Given data =
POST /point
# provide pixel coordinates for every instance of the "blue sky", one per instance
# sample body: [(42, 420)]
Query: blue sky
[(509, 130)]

Assignment = Write out the whole listing verbatim.

Solution to this task =
POST /point
# provide pixel coordinates for every instance of the "blue sky", one per instance
# sample body: [(42, 420)]
Query: blue sky
[(509, 130)]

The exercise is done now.